_WORK TASK_
Exact copy, no pictures: output all the records that follow.

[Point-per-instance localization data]
== == ==

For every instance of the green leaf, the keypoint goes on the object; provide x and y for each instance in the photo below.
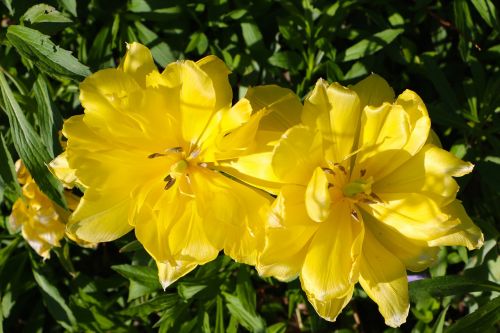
(205, 328)
(45, 113)
(242, 305)
(448, 285)
(440, 82)
(287, 60)
(144, 275)
(480, 320)
(46, 56)
(30, 147)
(439, 324)
(43, 13)
(69, 5)
(8, 179)
(277, 328)
(198, 41)
(246, 317)
(251, 33)
(6, 251)
(219, 316)
(160, 50)
(371, 44)
(54, 301)
(188, 289)
(8, 4)
(487, 10)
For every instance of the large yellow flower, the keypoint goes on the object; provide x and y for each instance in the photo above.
(42, 222)
(363, 195)
(147, 150)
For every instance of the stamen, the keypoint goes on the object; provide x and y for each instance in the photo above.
(341, 168)
(166, 152)
(154, 155)
(376, 197)
(328, 171)
(170, 182)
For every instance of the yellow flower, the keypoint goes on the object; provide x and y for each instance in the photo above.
(363, 196)
(147, 152)
(36, 216)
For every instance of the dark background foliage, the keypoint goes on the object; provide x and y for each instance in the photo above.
(446, 51)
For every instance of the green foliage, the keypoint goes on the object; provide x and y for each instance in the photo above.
(447, 51)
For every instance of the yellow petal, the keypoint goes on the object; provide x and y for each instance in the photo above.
(315, 112)
(168, 225)
(171, 271)
(101, 162)
(60, 168)
(297, 154)
(429, 172)
(373, 91)
(330, 266)
(318, 201)
(217, 70)
(285, 251)
(383, 277)
(282, 106)
(415, 254)
(331, 308)
(200, 97)
(235, 215)
(138, 62)
(465, 233)
(391, 134)
(344, 120)
(288, 234)
(101, 216)
(256, 170)
(335, 111)
(107, 96)
(414, 215)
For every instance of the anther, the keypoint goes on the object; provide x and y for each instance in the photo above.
(341, 168)
(170, 182)
(376, 197)
(154, 155)
(328, 171)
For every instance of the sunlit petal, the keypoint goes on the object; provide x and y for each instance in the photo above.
(383, 277)
(331, 263)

== == ==

_ANSWER SECTION_
For every instance of the green leaf, the keypoint goes on the object; provide x and y for each instance in the photo below.
(205, 328)
(45, 113)
(242, 305)
(448, 285)
(440, 82)
(287, 60)
(144, 275)
(480, 320)
(46, 56)
(30, 147)
(439, 324)
(43, 13)
(69, 5)
(8, 179)
(277, 328)
(198, 41)
(246, 317)
(251, 33)
(6, 251)
(219, 316)
(160, 50)
(371, 44)
(54, 301)
(188, 289)
(8, 4)
(487, 10)
For every instance of the large yellow flower, the keypoint goes on the object; provide x and y for each instance in the photo above.
(42, 222)
(363, 195)
(147, 150)
For every instance of the stamen, the keypoint goes on the object; provide x and y for each instance in the photo above.
(341, 168)
(166, 152)
(154, 155)
(376, 197)
(328, 171)
(170, 182)
For every instance of the yellow flower, the keypoint goes on the object; provide x and y for each instance in the photo above.
(363, 196)
(147, 152)
(36, 216)
For every instance of the dark background foliage, the keypoint goes on the object; provide x and y for each instance in the photo above.
(446, 51)
For every instance of the green foliage, the keypoint goes on the object; provide x and y for each instance in the photo above.
(447, 51)
For every instance of the yellow petal, the keypoint goes on the object; provide x and y for each instance in the photo above.
(315, 112)
(168, 225)
(171, 271)
(101, 162)
(60, 168)
(297, 154)
(429, 172)
(373, 91)
(330, 266)
(318, 201)
(217, 70)
(285, 251)
(383, 277)
(282, 106)
(415, 254)
(331, 308)
(200, 97)
(235, 215)
(138, 62)
(465, 233)
(391, 134)
(344, 120)
(288, 234)
(101, 216)
(256, 170)
(335, 111)
(107, 96)
(414, 215)
For every instance of the anther, the keypoint goes on the object; provide x and y for each instance in the photo above.
(341, 168)
(170, 182)
(376, 197)
(154, 155)
(328, 171)
For every instance of the sunlit petal, the keypoint goes on the object; provide x and y for each instance in the photo above.
(383, 277)
(331, 263)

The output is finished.